(Location identification entries)
>>>>>

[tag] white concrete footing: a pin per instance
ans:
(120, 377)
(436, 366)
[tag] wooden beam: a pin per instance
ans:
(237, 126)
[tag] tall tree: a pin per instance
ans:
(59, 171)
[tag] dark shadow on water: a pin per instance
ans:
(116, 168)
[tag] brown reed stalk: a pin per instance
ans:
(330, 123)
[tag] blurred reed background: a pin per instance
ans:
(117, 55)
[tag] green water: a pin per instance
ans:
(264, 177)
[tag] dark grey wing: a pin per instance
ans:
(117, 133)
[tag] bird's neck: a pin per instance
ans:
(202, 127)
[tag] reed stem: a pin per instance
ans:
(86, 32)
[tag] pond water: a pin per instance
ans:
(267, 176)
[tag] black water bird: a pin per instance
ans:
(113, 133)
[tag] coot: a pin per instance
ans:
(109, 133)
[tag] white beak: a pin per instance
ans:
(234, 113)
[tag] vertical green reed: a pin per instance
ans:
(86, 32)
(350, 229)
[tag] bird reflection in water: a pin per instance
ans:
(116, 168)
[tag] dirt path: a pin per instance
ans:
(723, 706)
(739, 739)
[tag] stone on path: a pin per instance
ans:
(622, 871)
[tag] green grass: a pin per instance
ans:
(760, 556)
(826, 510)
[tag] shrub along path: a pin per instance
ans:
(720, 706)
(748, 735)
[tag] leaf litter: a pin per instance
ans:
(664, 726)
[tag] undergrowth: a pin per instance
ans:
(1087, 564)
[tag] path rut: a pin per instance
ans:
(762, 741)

<<<<<

** What the exercise asks **
Write out the whole listing above again, swapping every "pin" for "marker" and leaving everything else the same.

** Answer to this task **
[tag] white concrete footing: a marker per instance
ans:
(120, 377)
(436, 366)
[tag] wooden beam: a marker per instance
ans:
(237, 126)
[tag] tall tree: a marker per instance
ans:
(59, 171)
[tag] dark shadow on water: a marker per instance
ans:
(116, 168)
[tag] brown reed stalk: a marker per instance
ans:
(330, 123)
[tag] blurred reed background: a marker per instance
ans:
(117, 55)
[tag] green water: a marker per instance
ans:
(264, 177)
[tag] dark grey wing: a marker per instance
ans:
(117, 133)
[tag] bird's neck: a marker per instance
ans:
(202, 127)
[tag] reed stem: a marker per instance
ans:
(86, 32)
[tag] pond water: a marker per instance
ans:
(267, 176)
[tag] black water bird: a marker per instance
ans:
(113, 133)
[tag] coot: a marker per instance
ans:
(109, 133)
[tag] white beak: a marker per instance
ans:
(234, 113)
[tag] vertical green reed: a marker per instance
ans:
(86, 32)
(350, 229)
[tag] bird reflection in water: a marker per instance
ans:
(116, 168)
[tag] dirt path: a marker per instance
ans:
(723, 706)
(739, 739)
[tag] stone on path: a marker per instance
ans:
(622, 871)
[tag] green grass: a marker per instance
ans:
(760, 556)
(826, 510)
[tag] shrub along path: a marker per instance
ans:
(720, 706)
(748, 735)
[tag] leaf litter: a marker per instance
ans:
(664, 726)
[tag] undergrowth: a marker per instance
ans:
(1087, 564)
[tag] path rut: a marker per instance
ans:
(762, 741)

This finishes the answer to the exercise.